### Data entries
____

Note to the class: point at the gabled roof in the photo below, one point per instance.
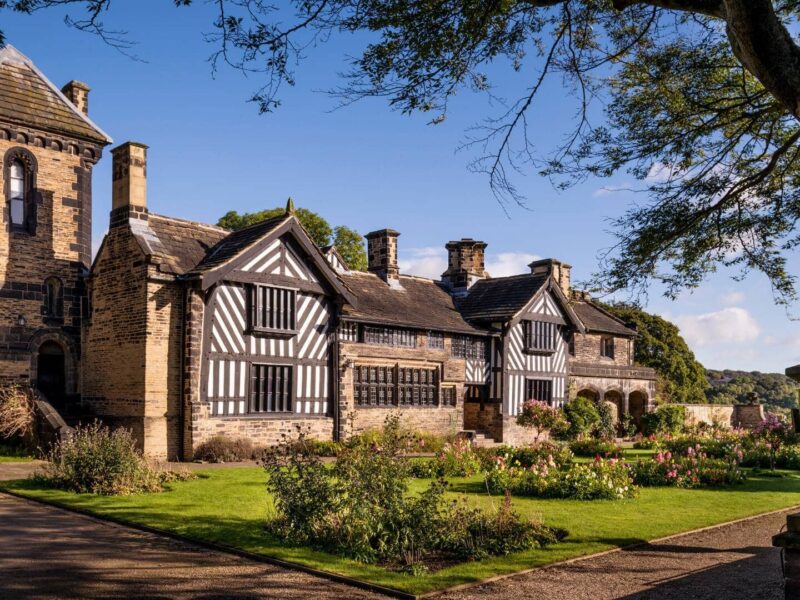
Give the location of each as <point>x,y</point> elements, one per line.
<point>28,97</point>
<point>418,303</point>
<point>595,319</point>
<point>501,298</point>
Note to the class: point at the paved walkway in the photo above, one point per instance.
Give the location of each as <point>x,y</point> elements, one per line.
<point>49,553</point>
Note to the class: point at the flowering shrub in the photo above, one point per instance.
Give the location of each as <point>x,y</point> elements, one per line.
<point>693,469</point>
<point>599,480</point>
<point>540,416</point>
<point>593,447</point>
<point>456,459</point>
<point>774,434</point>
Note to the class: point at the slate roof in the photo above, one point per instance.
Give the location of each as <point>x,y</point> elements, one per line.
<point>182,244</point>
<point>27,97</point>
<point>597,319</point>
<point>235,243</point>
<point>500,298</point>
<point>421,303</point>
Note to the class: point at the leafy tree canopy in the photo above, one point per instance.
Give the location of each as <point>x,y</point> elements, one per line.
<point>698,100</point>
<point>775,390</point>
<point>347,241</point>
<point>681,378</point>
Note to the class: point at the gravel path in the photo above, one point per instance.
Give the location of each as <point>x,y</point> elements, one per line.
<point>49,553</point>
<point>46,553</point>
<point>733,562</point>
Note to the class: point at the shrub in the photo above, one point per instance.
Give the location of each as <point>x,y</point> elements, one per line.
<point>222,449</point>
<point>687,471</point>
<point>582,416</point>
<point>97,460</point>
<point>540,416</point>
<point>361,508</point>
<point>667,418</point>
<point>600,480</point>
<point>456,459</point>
<point>606,428</point>
<point>17,412</point>
<point>593,447</point>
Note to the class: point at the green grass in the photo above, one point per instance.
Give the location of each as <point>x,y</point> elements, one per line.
<point>13,454</point>
<point>229,506</point>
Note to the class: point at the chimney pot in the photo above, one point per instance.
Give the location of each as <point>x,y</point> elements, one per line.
<point>129,185</point>
<point>382,255</point>
<point>77,92</point>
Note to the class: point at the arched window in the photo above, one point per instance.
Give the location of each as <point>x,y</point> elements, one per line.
<point>17,192</point>
<point>53,297</point>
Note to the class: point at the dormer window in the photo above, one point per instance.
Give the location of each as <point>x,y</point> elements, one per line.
<point>607,347</point>
<point>17,193</point>
<point>540,336</point>
<point>272,310</point>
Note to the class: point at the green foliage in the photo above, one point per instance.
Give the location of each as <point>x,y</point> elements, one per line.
<point>667,418</point>
<point>774,390</point>
<point>222,449</point>
<point>595,447</point>
<point>347,241</point>
<point>361,508</point>
<point>98,460</point>
<point>599,480</point>
<point>582,416</point>
<point>660,346</point>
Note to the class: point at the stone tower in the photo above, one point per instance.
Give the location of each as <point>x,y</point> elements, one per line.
<point>48,146</point>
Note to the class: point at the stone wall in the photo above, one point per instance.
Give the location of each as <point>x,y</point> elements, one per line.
<point>114,342</point>
<point>587,350</point>
<point>442,420</point>
<point>57,244</point>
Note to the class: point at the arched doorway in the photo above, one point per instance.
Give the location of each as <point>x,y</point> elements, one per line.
<point>51,376</point>
<point>637,404</point>
<point>614,399</point>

____

### GOAL OF THE EXERCISE
In your answer, repeat all the entries exactly, but leave out the pictures.

### ANSWER TO THIS TASK
Note to the class: point at the gabled roof in the photo below, one point per instance.
Give the location of each as <point>x,y</point> elements, one per line.
<point>28,97</point>
<point>418,303</point>
<point>595,319</point>
<point>501,298</point>
Note to the class: point at the paved walkway in the photo above, one point per instance.
Give the location of each as <point>x,y</point> elements, one per line.
<point>49,553</point>
Note to the class: point at the flowering shrub in the photo above, one point per instance.
Give the location of each as <point>x,y</point> elements, one per line.
<point>693,469</point>
<point>599,480</point>
<point>540,416</point>
<point>593,447</point>
<point>456,459</point>
<point>774,434</point>
Note to the class: point at the slate roof in the photo above, one point per instance.
Give the location of each as <point>x,y</point> elements, one per line.
<point>182,244</point>
<point>27,97</point>
<point>597,319</point>
<point>235,243</point>
<point>500,298</point>
<point>421,303</point>
Note to the class: point at the leafy tree canopy in the photo above, one point per instance.
Give the location of each as <point>x,y</point> elements, one per line.
<point>698,100</point>
<point>775,390</point>
<point>347,241</point>
<point>681,378</point>
Note to the class: point at the gravel path in the photo above, one point per instance.
Give the location of each as <point>x,y</point> elements, one per line.
<point>49,553</point>
<point>46,553</point>
<point>733,562</point>
Note to the class: point at the shrub in the photo above, one point per instance.
Give the location of each as <point>x,y</point> elements, one per line.
<point>222,449</point>
<point>687,471</point>
<point>582,416</point>
<point>97,460</point>
<point>540,416</point>
<point>361,508</point>
<point>667,418</point>
<point>600,480</point>
<point>456,459</point>
<point>606,428</point>
<point>17,412</point>
<point>593,447</point>
Note to the class: point at the green grass in the photo above, one point per instance.
Give the location of each as <point>x,y</point> elements, one per line.
<point>13,454</point>
<point>229,506</point>
Note to the class: point at the chimney pot in the photo above, one point per instance.
Give the location of each as <point>x,y</point> elements, one per line.
<point>129,185</point>
<point>382,255</point>
<point>77,92</point>
Note to the class: point at the arched window in the photo above, one point per instance.
Give the location of each as <point>x,y</point> elements, one per line.
<point>17,192</point>
<point>53,297</point>
Note to the class: point at the dormer window in the photo above, one point per instance.
Give the location of each as <point>x,y</point> elements, one per line.
<point>607,347</point>
<point>17,193</point>
<point>540,336</point>
<point>272,310</point>
Note to the class: point at the green foliage in the photo above, one point per instance.
Give the location of each as <point>x,y</point> elements, one per line.
<point>667,418</point>
<point>774,390</point>
<point>222,449</point>
<point>595,447</point>
<point>347,241</point>
<point>361,508</point>
<point>98,460</point>
<point>599,480</point>
<point>582,416</point>
<point>660,346</point>
Note to the class: point at the stone tower in the photo above, one point per instance.
Give the location of each as <point>x,y</point> elements, one per line.
<point>48,146</point>
Note to the class: point at the stone wall in the photo above, one point per instance.
Give the location of each as <point>x,y</point> elements, one per line.
<point>114,342</point>
<point>587,350</point>
<point>442,420</point>
<point>57,244</point>
Note to the class: point at the arched doorway in the photo above, one point per instance.
Give the location of each as <point>x,y</point> elements, one per line.
<point>51,376</point>
<point>637,404</point>
<point>614,399</point>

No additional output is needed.